=== TASK ===
In the listing below, take the part that opens with the line containing "Each instance of" and closes with the line containing "The rings of an", and reproduce only those lines with "sand pile" changed to "gravel heap" and nothing else altered.

═════ PROVIDED DATA

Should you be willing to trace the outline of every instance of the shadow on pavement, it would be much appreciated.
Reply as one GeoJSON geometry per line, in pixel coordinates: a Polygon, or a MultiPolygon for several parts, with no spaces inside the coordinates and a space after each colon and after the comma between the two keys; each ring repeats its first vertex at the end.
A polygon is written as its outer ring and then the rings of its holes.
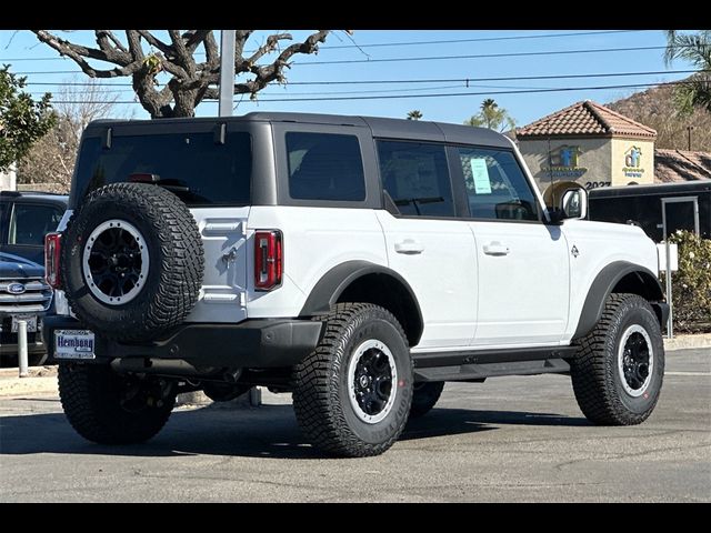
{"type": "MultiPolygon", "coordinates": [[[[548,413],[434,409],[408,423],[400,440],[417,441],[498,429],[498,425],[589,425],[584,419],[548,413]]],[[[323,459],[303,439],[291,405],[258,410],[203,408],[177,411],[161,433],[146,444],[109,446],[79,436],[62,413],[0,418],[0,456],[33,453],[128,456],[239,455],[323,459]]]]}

══════════
═════ PROVIDED DATA

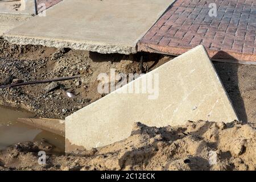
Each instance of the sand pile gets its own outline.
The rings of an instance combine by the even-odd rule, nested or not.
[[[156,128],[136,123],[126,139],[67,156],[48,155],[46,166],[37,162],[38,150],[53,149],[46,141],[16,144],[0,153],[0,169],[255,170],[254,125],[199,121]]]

══════════

=== REPLY ===
Each instance of the gravel heap gets its own outline.
The rings of an instance combine by the even-odd rule, nested or not.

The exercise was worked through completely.